# Task to complete:
In the data below, find the line that contains "Give the target" and the line that contains "positive clicks: (297, 343)". Copy both, plus every line between them, exactly.

# Extracted records:
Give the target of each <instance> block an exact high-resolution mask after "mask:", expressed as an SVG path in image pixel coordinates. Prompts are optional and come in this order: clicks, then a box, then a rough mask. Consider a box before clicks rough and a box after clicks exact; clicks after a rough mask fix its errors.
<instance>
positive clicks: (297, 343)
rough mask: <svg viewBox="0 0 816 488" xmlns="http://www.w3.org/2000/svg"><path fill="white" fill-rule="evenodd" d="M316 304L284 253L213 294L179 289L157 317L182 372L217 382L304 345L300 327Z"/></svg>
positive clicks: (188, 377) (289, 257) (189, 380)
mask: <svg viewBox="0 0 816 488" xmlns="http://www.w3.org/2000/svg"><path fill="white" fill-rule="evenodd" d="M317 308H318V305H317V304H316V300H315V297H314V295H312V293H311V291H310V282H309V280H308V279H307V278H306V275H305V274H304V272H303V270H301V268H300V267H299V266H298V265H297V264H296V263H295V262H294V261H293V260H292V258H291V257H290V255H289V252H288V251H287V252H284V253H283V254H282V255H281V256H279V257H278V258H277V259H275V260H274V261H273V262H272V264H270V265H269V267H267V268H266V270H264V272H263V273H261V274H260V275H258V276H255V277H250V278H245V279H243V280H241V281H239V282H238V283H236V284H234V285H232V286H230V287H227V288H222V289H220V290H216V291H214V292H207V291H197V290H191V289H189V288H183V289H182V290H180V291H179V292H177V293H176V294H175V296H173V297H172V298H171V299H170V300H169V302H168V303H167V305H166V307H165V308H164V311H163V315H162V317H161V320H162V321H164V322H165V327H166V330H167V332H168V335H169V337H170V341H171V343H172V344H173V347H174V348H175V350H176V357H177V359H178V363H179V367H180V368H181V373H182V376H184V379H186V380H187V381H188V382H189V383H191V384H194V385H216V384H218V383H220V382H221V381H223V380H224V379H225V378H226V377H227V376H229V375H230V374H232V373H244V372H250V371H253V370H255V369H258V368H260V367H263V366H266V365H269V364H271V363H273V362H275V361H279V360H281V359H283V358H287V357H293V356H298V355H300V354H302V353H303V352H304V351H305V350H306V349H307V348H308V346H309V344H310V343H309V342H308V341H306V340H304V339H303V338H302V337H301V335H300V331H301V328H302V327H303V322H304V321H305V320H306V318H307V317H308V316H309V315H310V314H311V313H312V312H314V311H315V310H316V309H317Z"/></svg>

==

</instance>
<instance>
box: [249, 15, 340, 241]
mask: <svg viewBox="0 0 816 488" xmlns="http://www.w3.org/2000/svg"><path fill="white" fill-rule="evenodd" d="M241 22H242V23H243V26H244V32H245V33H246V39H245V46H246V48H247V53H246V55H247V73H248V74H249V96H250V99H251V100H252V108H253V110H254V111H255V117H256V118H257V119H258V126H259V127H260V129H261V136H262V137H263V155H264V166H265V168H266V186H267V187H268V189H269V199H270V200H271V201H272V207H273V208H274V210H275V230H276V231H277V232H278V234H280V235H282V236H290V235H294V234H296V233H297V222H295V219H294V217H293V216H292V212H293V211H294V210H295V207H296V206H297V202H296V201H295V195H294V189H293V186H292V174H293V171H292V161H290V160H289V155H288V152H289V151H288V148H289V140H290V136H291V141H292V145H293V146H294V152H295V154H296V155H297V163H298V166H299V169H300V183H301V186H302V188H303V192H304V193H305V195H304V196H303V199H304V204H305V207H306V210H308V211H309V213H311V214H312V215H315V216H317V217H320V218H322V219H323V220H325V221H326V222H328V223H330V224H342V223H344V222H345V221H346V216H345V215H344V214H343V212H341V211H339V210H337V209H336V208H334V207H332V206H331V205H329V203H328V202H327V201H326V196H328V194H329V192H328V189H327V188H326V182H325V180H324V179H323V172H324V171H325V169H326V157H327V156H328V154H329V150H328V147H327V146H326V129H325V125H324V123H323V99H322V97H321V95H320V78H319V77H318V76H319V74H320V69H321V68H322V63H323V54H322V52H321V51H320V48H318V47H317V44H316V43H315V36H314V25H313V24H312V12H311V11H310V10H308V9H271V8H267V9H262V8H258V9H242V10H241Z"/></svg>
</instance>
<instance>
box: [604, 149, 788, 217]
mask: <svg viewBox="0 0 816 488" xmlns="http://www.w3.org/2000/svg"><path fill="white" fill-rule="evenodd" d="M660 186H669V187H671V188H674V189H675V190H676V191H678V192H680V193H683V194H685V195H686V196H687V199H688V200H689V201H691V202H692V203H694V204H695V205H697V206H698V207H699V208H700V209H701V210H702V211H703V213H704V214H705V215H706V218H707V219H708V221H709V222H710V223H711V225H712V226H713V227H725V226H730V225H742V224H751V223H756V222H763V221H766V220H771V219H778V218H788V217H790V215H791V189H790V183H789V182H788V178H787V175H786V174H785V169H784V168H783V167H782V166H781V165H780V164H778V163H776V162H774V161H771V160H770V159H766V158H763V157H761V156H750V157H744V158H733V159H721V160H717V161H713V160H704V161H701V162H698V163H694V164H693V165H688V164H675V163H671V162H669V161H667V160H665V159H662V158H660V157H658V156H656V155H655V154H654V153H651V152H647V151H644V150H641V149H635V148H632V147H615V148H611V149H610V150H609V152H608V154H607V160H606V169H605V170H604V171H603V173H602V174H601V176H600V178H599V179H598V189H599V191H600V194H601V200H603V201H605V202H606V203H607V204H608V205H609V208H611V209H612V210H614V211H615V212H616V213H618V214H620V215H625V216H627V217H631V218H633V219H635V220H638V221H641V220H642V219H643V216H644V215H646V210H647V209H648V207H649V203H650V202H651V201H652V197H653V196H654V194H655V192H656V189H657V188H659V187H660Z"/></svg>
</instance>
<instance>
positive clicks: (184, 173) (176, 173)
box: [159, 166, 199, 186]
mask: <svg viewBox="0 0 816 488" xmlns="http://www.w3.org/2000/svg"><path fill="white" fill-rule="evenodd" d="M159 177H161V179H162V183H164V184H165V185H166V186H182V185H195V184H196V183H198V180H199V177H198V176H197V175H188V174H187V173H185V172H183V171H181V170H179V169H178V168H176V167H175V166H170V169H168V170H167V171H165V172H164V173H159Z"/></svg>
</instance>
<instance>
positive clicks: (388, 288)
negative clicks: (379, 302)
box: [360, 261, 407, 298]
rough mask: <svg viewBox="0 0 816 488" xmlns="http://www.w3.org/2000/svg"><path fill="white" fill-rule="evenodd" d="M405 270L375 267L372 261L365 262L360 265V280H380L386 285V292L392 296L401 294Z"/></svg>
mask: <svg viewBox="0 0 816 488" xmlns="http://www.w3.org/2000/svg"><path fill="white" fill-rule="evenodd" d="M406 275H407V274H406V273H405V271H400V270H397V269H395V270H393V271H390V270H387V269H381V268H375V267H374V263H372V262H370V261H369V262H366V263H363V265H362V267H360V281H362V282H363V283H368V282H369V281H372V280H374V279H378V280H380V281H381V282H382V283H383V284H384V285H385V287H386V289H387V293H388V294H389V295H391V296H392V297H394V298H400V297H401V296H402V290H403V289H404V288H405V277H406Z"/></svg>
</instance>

* * *

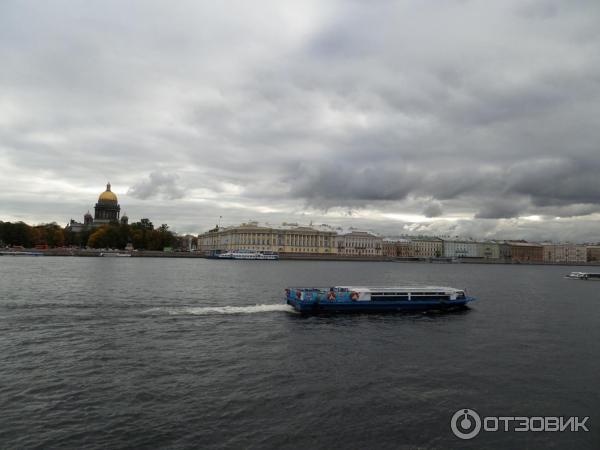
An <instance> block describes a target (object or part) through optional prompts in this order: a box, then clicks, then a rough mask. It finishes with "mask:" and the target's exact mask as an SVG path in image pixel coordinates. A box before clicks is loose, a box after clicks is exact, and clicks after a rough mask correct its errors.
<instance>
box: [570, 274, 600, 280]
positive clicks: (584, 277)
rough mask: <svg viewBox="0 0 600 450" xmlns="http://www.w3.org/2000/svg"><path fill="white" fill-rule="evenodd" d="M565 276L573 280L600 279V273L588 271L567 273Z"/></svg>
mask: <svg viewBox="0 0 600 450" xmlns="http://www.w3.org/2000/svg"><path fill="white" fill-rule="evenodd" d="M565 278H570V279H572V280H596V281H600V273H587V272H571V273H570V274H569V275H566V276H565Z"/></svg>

# Exercise output:
Give the target of each <instance> block an exact high-resolution mask after "mask:", expressed as an SVG path in image pixel coordinates. Prompts are optional and come in this order: clicks, then a box, then a rough mask. Consider a box before clicks rough and a box after clicks exact; clicks after a rough mask fix its errors.
<instance>
positive clicks: (297, 343)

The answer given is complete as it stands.